• EXERCISE DESCRIPTION
Convert the lines of the records starting at the line that contains "Indicate the blurred background" and ending at the line that contains "x=588, y=362" into a JSON list of strings, one string per line, with blank lines left out.

• DATA EXTRACT

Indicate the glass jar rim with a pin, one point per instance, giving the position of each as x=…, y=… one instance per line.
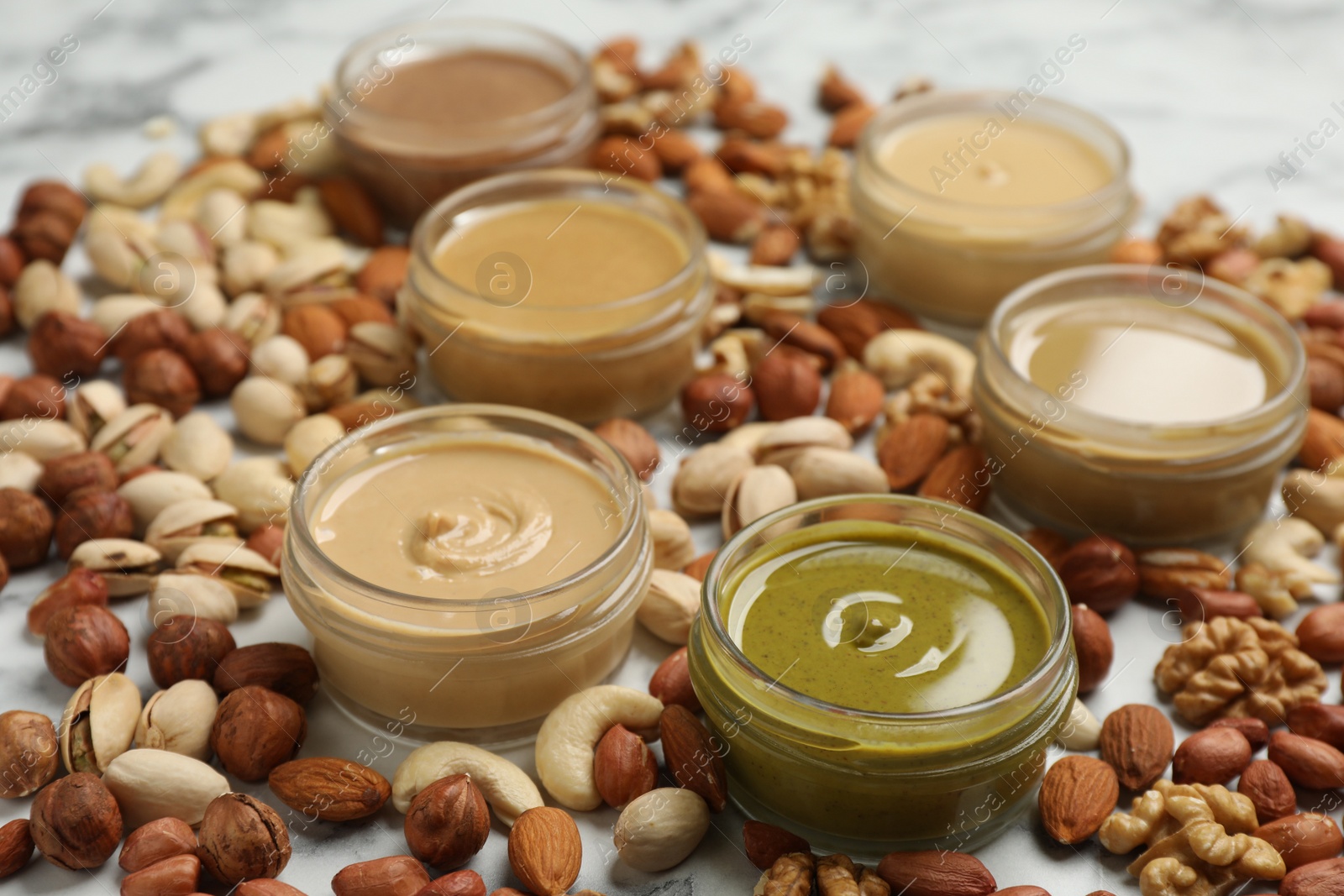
x=299, y=521
x=1245, y=305
x=1061, y=636
x=581, y=85
x=559, y=179
x=898, y=113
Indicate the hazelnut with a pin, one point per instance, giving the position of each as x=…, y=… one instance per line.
x=318, y=328
x=29, y=752
x=219, y=358
x=24, y=528
x=257, y=730
x=92, y=513
x=87, y=469
x=187, y=647
x=64, y=344
x=448, y=822
x=717, y=402
x=78, y=587
x=76, y=822
x=152, y=329
x=37, y=396
x=84, y=642
x=383, y=273
x=242, y=839
x=1101, y=573
x=165, y=378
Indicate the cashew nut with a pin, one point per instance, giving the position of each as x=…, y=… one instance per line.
x=569, y=736
x=506, y=788
x=900, y=356
x=1285, y=546
x=144, y=188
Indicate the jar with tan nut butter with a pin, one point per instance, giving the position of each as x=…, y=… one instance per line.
x=1152, y=405
x=464, y=569
x=559, y=291
x=423, y=109
x=964, y=196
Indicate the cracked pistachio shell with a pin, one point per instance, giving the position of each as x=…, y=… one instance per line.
x=260, y=488
x=192, y=595
x=198, y=446
x=98, y=723
x=179, y=720
x=134, y=437
x=151, y=493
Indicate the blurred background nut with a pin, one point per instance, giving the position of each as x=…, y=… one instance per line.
x=257, y=730
x=24, y=528
x=62, y=344
x=186, y=647
x=242, y=839
x=76, y=822
x=29, y=752
x=165, y=378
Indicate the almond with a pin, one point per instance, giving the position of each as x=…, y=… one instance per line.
x=1137, y=741
x=960, y=477
x=911, y=449
x=622, y=768
x=855, y=399
x=1317, y=879
x=671, y=681
x=1269, y=789
x=936, y=872
x=1307, y=762
x=692, y=757
x=1323, y=721
x=1301, y=840
x=1093, y=645
x=544, y=851
x=1077, y=795
x=1211, y=757
x=1321, y=633
x=329, y=789
x=764, y=844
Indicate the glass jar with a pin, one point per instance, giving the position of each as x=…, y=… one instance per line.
x=867, y=782
x=409, y=161
x=1073, y=469
x=483, y=671
x=953, y=261
x=588, y=362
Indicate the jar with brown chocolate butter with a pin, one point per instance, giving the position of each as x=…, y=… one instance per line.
x=423, y=109
x=1148, y=403
x=559, y=291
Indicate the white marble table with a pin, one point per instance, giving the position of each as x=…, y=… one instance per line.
x=1209, y=94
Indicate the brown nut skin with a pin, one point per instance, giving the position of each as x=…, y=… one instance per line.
x=165, y=378
x=156, y=841
x=76, y=822
x=286, y=668
x=1101, y=573
x=87, y=469
x=24, y=528
x=257, y=730
x=219, y=359
x=84, y=642
x=717, y=402
x=38, y=396
x=15, y=846
x=77, y=587
x=29, y=752
x=448, y=822
x=92, y=513
x=241, y=839
x=1211, y=757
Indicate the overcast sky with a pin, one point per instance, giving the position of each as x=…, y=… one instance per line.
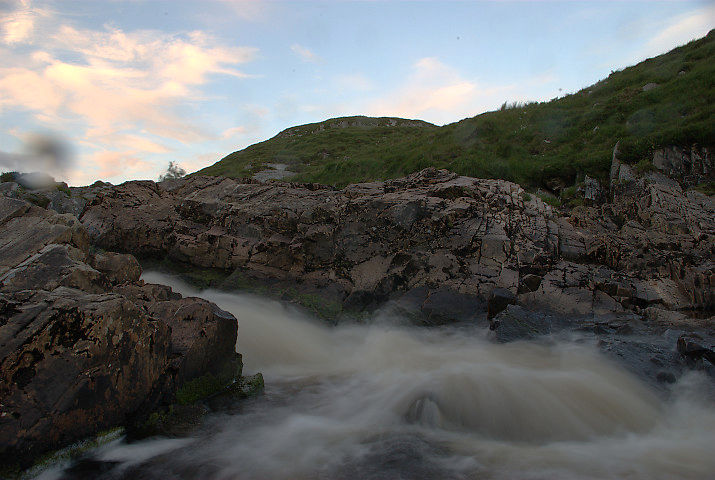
x=129, y=86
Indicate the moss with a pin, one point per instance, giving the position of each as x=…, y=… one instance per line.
x=68, y=453
x=248, y=386
x=708, y=188
x=531, y=144
x=644, y=165
x=553, y=201
x=198, y=389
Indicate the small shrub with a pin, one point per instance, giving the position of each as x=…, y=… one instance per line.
x=198, y=389
x=644, y=165
x=173, y=171
x=708, y=188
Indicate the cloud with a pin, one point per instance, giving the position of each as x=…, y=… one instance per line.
x=251, y=10
x=125, y=88
x=232, y=132
x=355, y=82
x=436, y=92
x=18, y=25
x=305, y=53
x=110, y=164
x=685, y=28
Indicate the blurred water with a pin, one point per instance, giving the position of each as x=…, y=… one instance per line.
x=388, y=401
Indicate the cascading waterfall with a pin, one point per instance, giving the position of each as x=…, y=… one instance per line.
x=389, y=401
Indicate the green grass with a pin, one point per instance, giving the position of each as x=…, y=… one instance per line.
x=708, y=188
x=533, y=144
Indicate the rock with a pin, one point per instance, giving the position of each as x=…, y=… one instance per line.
x=120, y=268
x=592, y=191
x=516, y=323
x=529, y=283
x=445, y=306
x=373, y=242
x=84, y=349
x=691, y=347
x=499, y=298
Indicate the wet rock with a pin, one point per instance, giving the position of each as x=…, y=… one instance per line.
x=499, y=299
x=517, y=323
x=84, y=349
x=119, y=268
x=691, y=347
x=648, y=246
x=529, y=283
x=444, y=306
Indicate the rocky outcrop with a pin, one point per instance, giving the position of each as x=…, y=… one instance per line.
x=84, y=344
x=652, y=245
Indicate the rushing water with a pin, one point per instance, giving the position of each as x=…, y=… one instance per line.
x=389, y=401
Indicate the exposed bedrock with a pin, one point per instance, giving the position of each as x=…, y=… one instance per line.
x=433, y=232
x=84, y=344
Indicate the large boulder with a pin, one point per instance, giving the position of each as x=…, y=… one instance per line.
x=84, y=344
x=650, y=245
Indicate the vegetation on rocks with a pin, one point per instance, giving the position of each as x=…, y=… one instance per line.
x=545, y=144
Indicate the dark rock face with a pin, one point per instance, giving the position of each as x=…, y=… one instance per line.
x=499, y=298
x=652, y=245
x=84, y=344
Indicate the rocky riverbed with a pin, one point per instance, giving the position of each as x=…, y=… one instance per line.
x=86, y=344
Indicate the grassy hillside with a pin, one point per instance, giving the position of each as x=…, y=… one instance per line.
x=547, y=144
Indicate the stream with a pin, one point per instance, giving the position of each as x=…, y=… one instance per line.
x=387, y=400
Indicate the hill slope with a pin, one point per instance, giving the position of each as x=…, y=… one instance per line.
x=666, y=100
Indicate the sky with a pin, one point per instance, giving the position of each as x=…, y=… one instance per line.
x=115, y=90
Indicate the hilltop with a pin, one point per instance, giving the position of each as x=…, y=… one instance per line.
x=665, y=100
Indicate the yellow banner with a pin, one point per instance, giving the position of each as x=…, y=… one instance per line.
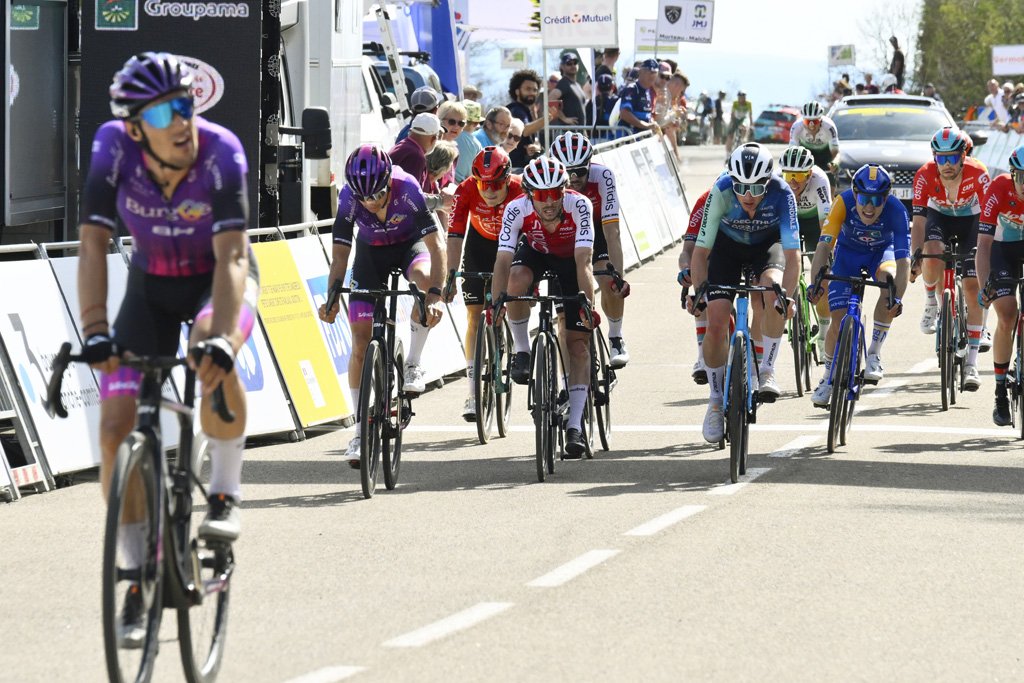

• THE COMPLETED TASK
[
  "Indicate the blurred background nut with a pin, one point per instance, giving the position of each as x=…, y=… one instance per line.",
  "x=257, y=730",
  "x=24, y=528",
  "x=62, y=344",
  "x=186, y=647",
  "x=242, y=839",
  "x=76, y=822",
  "x=29, y=752",
  "x=165, y=378",
  "Indicate the almond with a pin, one point per instance, giving the position of each as x=…, y=… one instance per line.",
  "x=1137, y=741",
  "x=960, y=477",
  "x=911, y=449",
  "x=622, y=768",
  "x=855, y=399",
  "x=1317, y=879",
  "x=671, y=681",
  "x=1269, y=789",
  "x=936, y=872",
  "x=1307, y=762",
  "x=692, y=757",
  "x=1323, y=721",
  "x=1301, y=840",
  "x=1093, y=645",
  "x=544, y=851",
  "x=1077, y=795",
  "x=1211, y=757",
  "x=1321, y=633",
  "x=329, y=789",
  "x=764, y=844",
  "Indicate the glass jar with a pin, one point per instance, giving the position of each as x=…, y=… one instance per line.",
  "x=867, y=782",
  "x=409, y=161",
  "x=1073, y=469",
  "x=483, y=671",
  "x=953, y=261",
  "x=588, y=362"
]